> Text segment
Portuguese ‘pandemic expert’ Miguel Castanho has stressed that talk of a potential 3rd dose roll-out can only make sense if the vaccine has been updated to tackle consequences of more transmissible variants.
To persist in injecting the same vaccines would be like ‘rain on something that is already wet’ (the literal translation of a Portuguese expression, essentially meaning ‘pointless’).
Covid vaccine limitations have been flagged for weeks (click here) – yet still countries like Israel, France, the United States have resolved to start re-jabbing large sections of their population.
The UK is considering a booster dose for the immunosuppressed, as is Portugal, Spain, Finland, Greece, Italy and the Netherlands.
EMA – the European Medicines Agency – is in the process of making decisions, and elsewhere the World Health Organisation (very damaged by a recent exposé in the Sunday Times click here) has warned that giving out 3rd doses of the vaccines when so much of the world hasn’t received 2nd or even 1st shots, would be “technically, morally and politically wrong”.

> Activity
Continue the article on COVID-19 vaccine booster doses, picking up right after its final sentence. The records that come next are separate material and are not part of the article on COVID-19 vaccine booster doses.

> Data shown
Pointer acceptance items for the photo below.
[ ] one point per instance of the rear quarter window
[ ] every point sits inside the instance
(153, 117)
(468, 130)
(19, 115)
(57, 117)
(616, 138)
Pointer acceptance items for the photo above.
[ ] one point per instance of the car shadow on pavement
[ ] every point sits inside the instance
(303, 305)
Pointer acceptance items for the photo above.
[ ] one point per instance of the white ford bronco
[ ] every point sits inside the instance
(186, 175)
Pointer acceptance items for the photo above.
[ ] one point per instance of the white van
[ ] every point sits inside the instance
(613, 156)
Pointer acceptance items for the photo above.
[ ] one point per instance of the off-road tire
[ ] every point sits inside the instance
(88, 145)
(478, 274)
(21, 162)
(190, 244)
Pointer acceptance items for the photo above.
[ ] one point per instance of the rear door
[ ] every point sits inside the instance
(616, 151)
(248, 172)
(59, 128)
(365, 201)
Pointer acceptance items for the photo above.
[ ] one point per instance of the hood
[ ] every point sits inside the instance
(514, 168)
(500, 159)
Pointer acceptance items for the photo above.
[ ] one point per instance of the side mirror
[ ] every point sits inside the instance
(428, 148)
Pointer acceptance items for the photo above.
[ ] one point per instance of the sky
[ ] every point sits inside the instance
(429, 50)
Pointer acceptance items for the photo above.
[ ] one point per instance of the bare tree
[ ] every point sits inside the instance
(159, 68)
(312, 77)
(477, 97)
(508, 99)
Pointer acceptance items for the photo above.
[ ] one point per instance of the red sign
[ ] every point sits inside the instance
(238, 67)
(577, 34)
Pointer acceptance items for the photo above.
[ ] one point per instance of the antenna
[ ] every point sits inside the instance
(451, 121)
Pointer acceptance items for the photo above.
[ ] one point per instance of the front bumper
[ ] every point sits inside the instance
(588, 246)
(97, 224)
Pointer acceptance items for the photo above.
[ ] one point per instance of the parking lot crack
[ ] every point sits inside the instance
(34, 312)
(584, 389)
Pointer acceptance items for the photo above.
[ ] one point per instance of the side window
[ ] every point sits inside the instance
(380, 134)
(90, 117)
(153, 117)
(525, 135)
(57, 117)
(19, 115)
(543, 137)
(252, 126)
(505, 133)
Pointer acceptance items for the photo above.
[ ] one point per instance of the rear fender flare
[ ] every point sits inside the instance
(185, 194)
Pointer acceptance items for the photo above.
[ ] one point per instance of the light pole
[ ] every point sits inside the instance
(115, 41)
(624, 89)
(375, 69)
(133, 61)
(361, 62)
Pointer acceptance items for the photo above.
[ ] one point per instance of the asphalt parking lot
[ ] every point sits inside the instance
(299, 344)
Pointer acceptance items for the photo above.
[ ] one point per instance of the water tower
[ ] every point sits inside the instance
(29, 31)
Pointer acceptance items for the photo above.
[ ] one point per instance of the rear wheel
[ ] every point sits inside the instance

> Output
Miguel Castanho of the Institute of Molecular Medicine at Lisbon University’s Faculty of Medicine, however, makes the case that immunity conferred by the vaccines in use at the moment “will last long enough” for pharmaceutical companies to produce and distribute updated vaccines.
Elsewhere, other Portuguese experts are hedging their bets over whether a 3rd dose is needed, beyond the 100,000 or so ‘immunosuppressed’ people in the country.
The issue is with so many conflicting studies.
Israel, for example, has released a study on 240 immunosuppressed people under the age of 65 who received their 3rd dose of vaccine recently.
The instant results are that these people developed 43% more antibodies than they had after their second shots.
The CDC (centre for disease prevention and control) in the United States has reported that 3rd jabs authorised there for the immunosuppressed have shown that between 33% and 50% of people who no longer had antibodies detectable (following two shots) developed a “good response” after the third.
But again these are all ‘immediate studies’. No one can tell what the immune response will be in a few months time – which is why investigators like Miguel Castanho are hoping for fully-updated vaccines.
This, of course, opens the way to the next debate, says Expresso, which will be ‘the Covid-19 vaccine strategy for the future’.